• Lesetext
══════════

Es gibt in Eisenhüttenstadt am Heiligen Abend eine Veranstaltung die heißt Turmblasen, obwohl es weit und breit keine Türme gibt – und zwar auf der ehemaligen Leninallee heute Lindenallee. Absurd: Auf dieser stalinistischen Prachtstraße zu stehen und oben auf dem Balkon steht die Blaskapelle und unten stehen viele Tausend Menschen und hören sich Weihnachtslieder an, inmitten von Plattenbauten.

20 Jahre war die sozialistische Planstadt und die Zweieinhalb-Zimmerwohnung in der Platte das Zuhause von Sven Helbig. Inzwischen wohnt er auch in Wien und Berlin, aber Heimat ist Eisenhüttenstadt.

Eisenhüttenstadt liegt ganz im Osten, und wenn ich bei meinen Eltern aus dem Fenster geschaut habe, da war dann schon Polen. (…) Meine Radiolandschaft hieß in Eisenhüttenstadt Rias 2.

Und Musik war überall, so der 37-jährige mit den schulterlangen braunen Haaren und dem Dreitagebart. Sein Opa hatte einen Tick für Radios.

══════════

• Datenzeilen
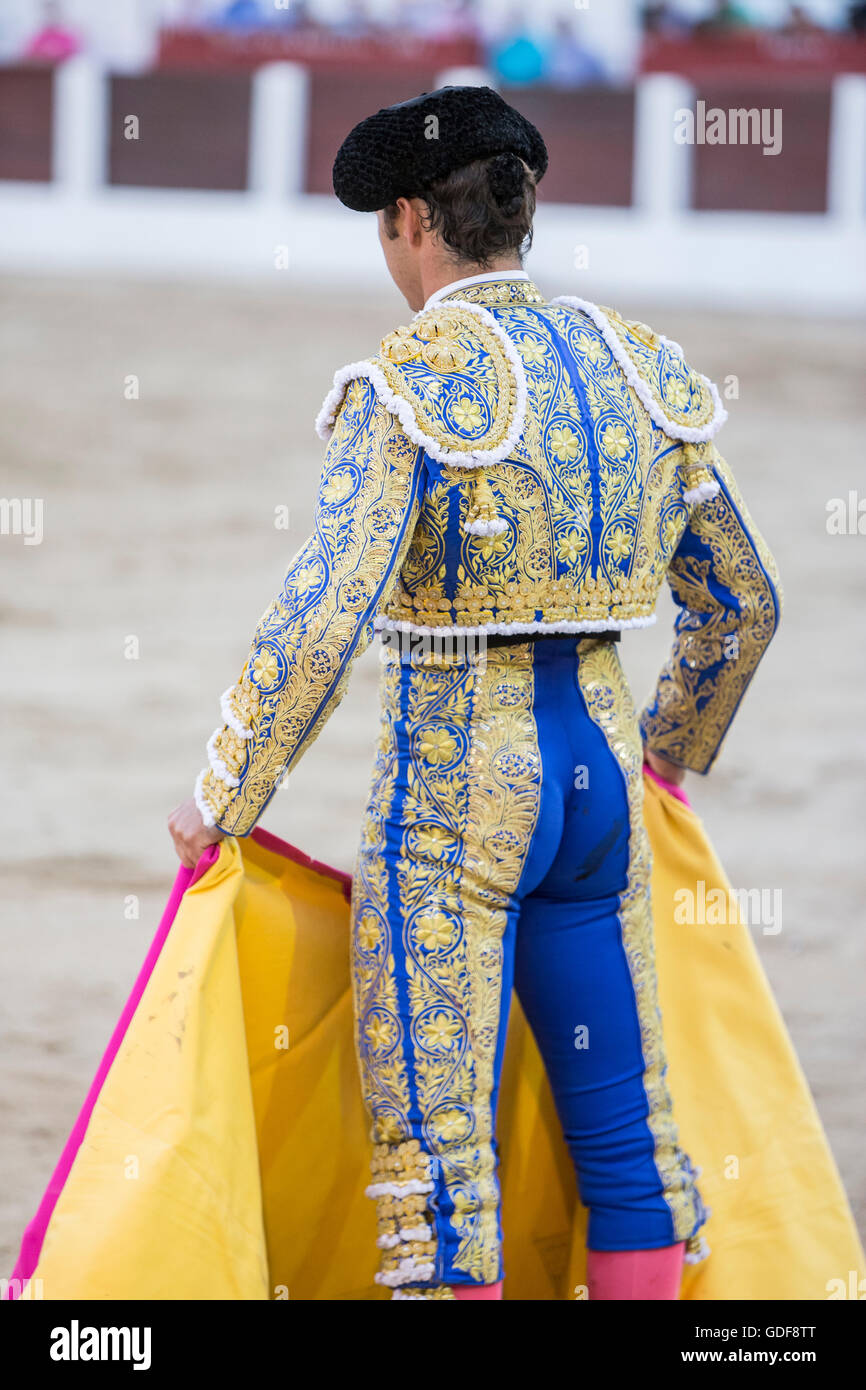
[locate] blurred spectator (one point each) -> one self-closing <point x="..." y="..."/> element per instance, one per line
<point x="53" y="41"/>
<point x="569" y="61"/>
<point x="799" y="22"/>
<point x="453" y="20"/>
<point x="517" y="57"/>
<point x="726" y="17"/>
<point x="298" y="17"/>
<point x="458" y="20"/>
<point x="241" y="14"/>
<point x="662" y="18"/>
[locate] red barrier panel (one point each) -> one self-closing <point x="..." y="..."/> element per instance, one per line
<point x="590" y="135"/>
<point x="192" y="129"/>
<point x="756" y="57"/>
<point x="316" y="47"/>
<point x="25" y="123"/>
<point x="741" y="177"/>
<point x="337" y="104"/>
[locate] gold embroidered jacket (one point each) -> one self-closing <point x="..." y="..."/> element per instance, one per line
<point x="508" y="464"/>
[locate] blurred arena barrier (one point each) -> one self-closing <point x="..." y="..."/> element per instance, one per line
<point x="225" y="171"/>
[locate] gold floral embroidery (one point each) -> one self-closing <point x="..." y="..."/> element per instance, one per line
<point x="307" y="640"/>
<point x="378" y="1032"/>
<point x="731" y="599"/>
<point x="609" y="706"/>
<point x="455" y="911"/>
<point x="455" y="374"/>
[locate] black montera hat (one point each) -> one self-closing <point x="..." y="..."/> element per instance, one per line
<point x="403" y="149"/>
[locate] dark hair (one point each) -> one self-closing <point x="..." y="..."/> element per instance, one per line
<point x="483" y="210"/>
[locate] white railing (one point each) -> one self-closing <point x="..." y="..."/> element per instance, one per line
<point x="658" y="248"/>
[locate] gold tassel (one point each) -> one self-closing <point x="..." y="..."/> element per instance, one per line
<point x="481" y="517"/>
<point x="699" y="480"/>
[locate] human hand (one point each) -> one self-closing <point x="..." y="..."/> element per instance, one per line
<point x="189" y="833"/>
<point x="660" y="766"/>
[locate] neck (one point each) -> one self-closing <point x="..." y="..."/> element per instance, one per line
<point x="439" y="274"/>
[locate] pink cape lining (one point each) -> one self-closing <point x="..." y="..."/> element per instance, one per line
<point x="34" y="1235"/>
<point x="670" y="787"/>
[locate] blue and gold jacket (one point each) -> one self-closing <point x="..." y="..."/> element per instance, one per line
<point x="508" y="464"/>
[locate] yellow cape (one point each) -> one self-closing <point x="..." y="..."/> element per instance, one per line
<point x="228" y="1148"/>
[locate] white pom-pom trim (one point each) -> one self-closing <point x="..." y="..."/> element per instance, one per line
<point x="690" y="434"/>
<point x="405" y="1233"/>
<point x="701" y="492"/>
<point x="403" y="412"/>
<point x="407" y="1189"/>
<point x="612" y="624"/>
<point x="217" y="765"/>
<point x="207" y="816"/>
<point x="407" y="1272"/>
<point x="228" y="715"/>
<point x="494" y="527"/>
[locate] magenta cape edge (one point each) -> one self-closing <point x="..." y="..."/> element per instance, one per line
<point x="34" y="1235"/>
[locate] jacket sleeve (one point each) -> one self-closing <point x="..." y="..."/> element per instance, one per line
<point x="727" y="588"/>
<point x="309" y="637"/>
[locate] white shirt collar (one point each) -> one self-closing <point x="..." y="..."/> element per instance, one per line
<point x="474" y="280"/>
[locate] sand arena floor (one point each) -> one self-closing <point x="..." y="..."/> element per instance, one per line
<point x="159" y="527"/>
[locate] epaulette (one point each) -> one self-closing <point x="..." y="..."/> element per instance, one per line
<point x="681" y="402"/>
<point x="455" y="381"/>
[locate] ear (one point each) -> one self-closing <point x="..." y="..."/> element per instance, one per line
<point x="410" y="225"/>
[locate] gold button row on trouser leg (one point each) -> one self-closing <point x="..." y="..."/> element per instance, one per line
<point x="402" y="1179"/>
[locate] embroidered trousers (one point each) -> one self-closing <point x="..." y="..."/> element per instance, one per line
<point x="503" y="848"/>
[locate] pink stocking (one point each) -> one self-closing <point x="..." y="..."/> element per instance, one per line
<point x="635" y="1273"/>
<point x="477" y="1290"/>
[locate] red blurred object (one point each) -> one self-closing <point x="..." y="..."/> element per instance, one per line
<point x="317" y="49"/>
<point x="754" y="57"/>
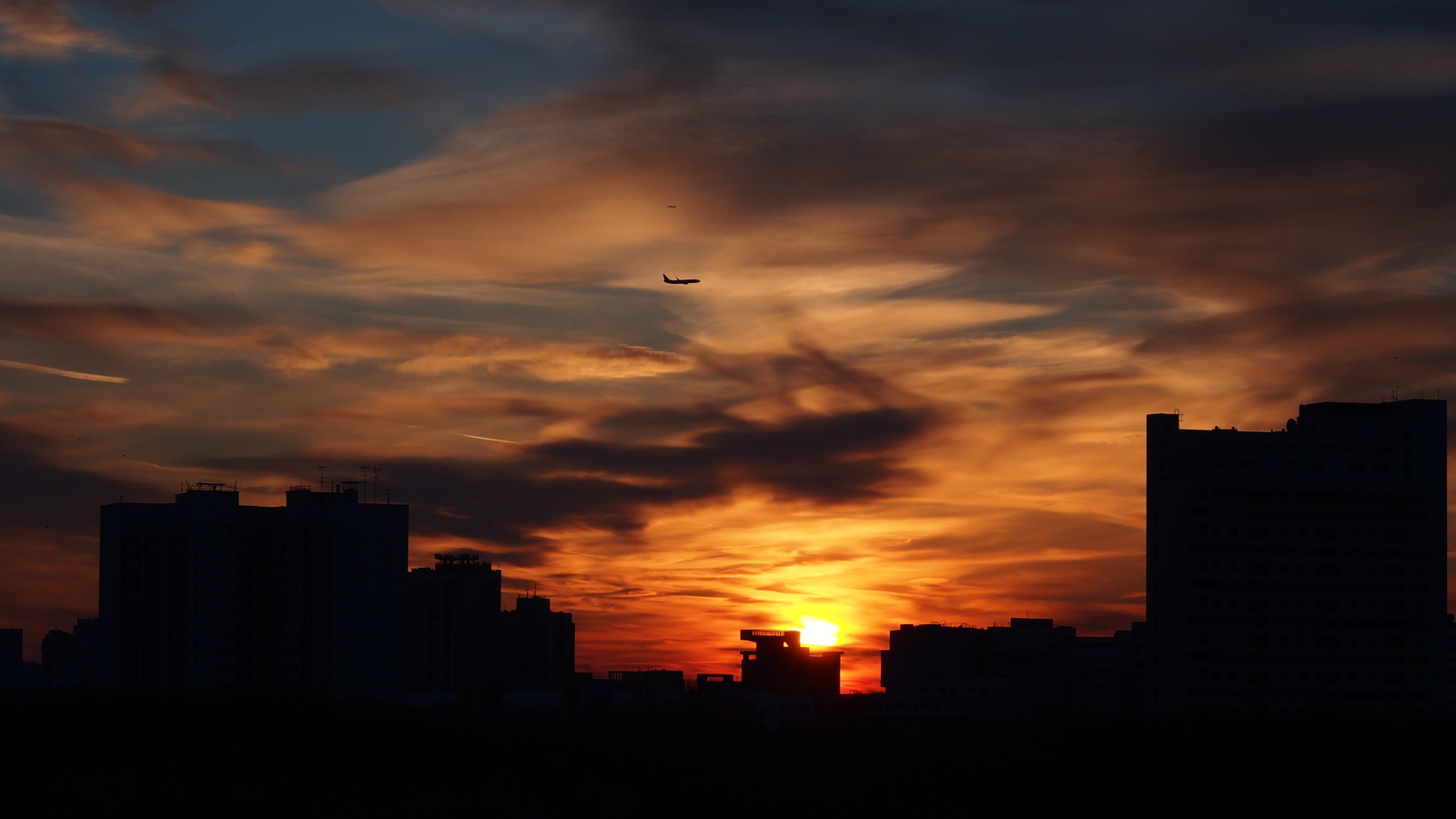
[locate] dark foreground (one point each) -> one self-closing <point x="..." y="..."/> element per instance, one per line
<point x="102" y="756"/>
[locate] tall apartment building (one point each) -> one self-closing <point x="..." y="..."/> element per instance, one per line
<point x="455" y="612"/>
<point x="1299" y="570"/>
<point x="778" y="662"/>
<point x="538" y="646"/>
<point x="208" y="596"/>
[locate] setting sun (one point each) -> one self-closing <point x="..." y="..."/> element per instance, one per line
<point x="817" y="632"/>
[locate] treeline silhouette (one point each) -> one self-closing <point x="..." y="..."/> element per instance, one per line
<point x="269" y="756"/>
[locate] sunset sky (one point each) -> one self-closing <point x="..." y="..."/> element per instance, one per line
<point x="951" y="256"/>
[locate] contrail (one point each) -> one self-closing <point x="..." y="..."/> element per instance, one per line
<point x="482" y="438"/>
<point x="63" y="373"/>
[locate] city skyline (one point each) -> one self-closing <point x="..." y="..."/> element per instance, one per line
<point x="948" y="259"/>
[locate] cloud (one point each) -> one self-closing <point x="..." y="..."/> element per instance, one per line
<point x="95" y="322"/>
<point x="63" y="373"/>
<point x="303" y="85"/>
<point x="46" y="29"/>
<point x="48" y="561"/>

══════════

• Aufgaben
**a)** Zitiere aus den Datenzeilen wortgetreu alles ab der Zeile mit „[locate] cloud (one“ bis einschließlich der letzten Datenzeile.
**b)** Schreib den Text über Eisenhüttenstadt nach seinem letzten Satz weiter.

• Antworten
**a)**
[locate] cloud (one point each) -> one self-closing <point x="..." y="..."/> element per instance, one per line
<point x="95" y="322"/>
<point x="63" y="373"/>
<point x="303" y="85"/>
<point x="46" y="29"/>
<point x="48" y="561"/>

**b)**
Vom kleinen Handgelenkradio ‘Micky 2’, das hab ich irgendwann mal zerstört, weil ich rausfinden wollte, wer dadrin Musik machte, aber mein Opa hatte viel, alles was rauskam, es war alles da.

Irgendwann, da war Sven Helbig elf, hat er auch begonnen, selber Radios zu bauen.

Es roch eigentlich jeden Tag nach Kolophonium in meinem Kinderzimmer.

Und dann hörte er eines Tages die ersten Beats:

Bumm. Batz. Diebum. Batz. Genial!

Die Mutter war Chefin des Jugendkulturhauses und dorthin kamen Bands mit – für den Osten – seltener Technik.

Das hat man mit Stepps eingegeben, die Beats, dort, wo es Bumm machen sollte, musste man tippen. Die habe ich auf eine Kassette ausgespielt, und die habe ich mir dann zu Hause unendlich lange angehört: Bumm. Batz. Diebum. Batz. Genial!

Musik: Beatstreet ‘The Message’

Dazu habe ich gespielt!

Ein bisschen Gitarre, ein bisschen Klarinette. Und als in der Schul-Band ein Schlagzeuger gesucht, und 1985 – welch Wunder – der Film ‘Beatstreet’ über New Yorker Sprayer und Hip-Hoper auch im Eisenhüttenstädter Kino lief, war für Sven Helbig alles klar:

Den puren Rhythmus hören … das hat mich gefesselt, es war ein unfehlbares Gefühl, dass das mir gehört. Bumm. Batz. Diebum. Batz. Genial.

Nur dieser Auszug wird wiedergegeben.